◆ **PROBLEM TO WORK ON**: Reproduce all of the data below verbatim, line for line.

[Entries drawn from a collection]
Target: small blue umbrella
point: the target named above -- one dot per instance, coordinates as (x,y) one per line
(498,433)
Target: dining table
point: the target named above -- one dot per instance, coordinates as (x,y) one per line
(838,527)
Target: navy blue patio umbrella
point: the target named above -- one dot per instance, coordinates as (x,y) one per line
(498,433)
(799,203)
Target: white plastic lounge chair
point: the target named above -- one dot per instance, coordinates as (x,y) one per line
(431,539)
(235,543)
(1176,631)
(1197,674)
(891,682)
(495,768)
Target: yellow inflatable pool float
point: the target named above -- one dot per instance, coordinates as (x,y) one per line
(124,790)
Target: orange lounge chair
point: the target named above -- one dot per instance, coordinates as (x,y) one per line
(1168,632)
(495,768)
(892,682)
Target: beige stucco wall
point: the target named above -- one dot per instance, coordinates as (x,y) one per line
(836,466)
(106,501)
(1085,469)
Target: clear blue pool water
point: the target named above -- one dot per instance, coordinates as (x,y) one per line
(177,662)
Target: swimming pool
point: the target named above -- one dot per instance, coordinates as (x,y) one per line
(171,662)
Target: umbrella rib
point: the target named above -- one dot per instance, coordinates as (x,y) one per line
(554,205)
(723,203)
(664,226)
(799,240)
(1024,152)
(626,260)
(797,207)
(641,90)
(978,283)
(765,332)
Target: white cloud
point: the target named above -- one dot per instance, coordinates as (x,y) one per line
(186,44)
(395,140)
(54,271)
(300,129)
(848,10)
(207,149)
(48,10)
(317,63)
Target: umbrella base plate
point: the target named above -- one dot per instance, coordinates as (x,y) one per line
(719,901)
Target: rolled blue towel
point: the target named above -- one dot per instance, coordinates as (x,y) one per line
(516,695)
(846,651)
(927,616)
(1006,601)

◆ **THE REPLY**:
Target: small blue umbrella
point: the target named above -- one dot per instance, coordinates as (x,y) one per line
(498,433)
Target: dining table
point: the target named above -- one dot per instance, coordinates as (x,y) one per line
(838,527)
Target: navy blue patio umbrella
point: the target named above -- one dot per instance, coordinates as (x,y) one per line
(498,433)
(799,203)
Target: white plastic lounge chair
point: the target named above -- one dot per instance, coordinates as (x,y) one per line
(431,539)
(235,543)
(1176,631)
(1197,674)
(891,682)
(495,768)
Target: yellow inflatable pool float
point: the target named above -- one dot per instance, coordinates as (x,y) one per line
(124,790)
Target: orange lounge chair
point: the target named above -- one dot per instance, coordinates as (x,y) one per line
(1168,632)
(495,768)
(892,682)
Target: beige stucco wall
point: the target named above -- one dot per instance, coordinates as (x,y) one per line
(836,466)
(106,501)
(1085,469)
Target: clear blue pool water
point: the target named above -- one dot per instance, coordinates as (x,y) one per line
(177,662)
Target: swimming pool
point: the target named above -- one dot per instance, coordinates as (x,y) one per line
(171,662)
Target: umbrella rib
point: the target named above -- one dot per instance, coordinates as (x,y) one per line
(554,205)
(723,203)
(664,226)
(799,240)
(1024,152)
(626,260)
(797,207)
(641,90)
(978,283)
(765,332)
Target: white cloud
point: the target named above -- one dot per instance, coordinates as (x,y) one per line
(186,44)
(395,140)
(54,271)
(300,129)
(848,10)
(207,149)
(48,10)
(317,63)
Target: umbrella base plate
point: the target named above -- one dot per instance, coordinates as (x,y) one per line
(719,901)
Target: rolled blue towel
point: the target named above -- one dot per instance, coordinates as (x,y) one per line
(516,695)
(846,651)
(927,616)
(1006,601)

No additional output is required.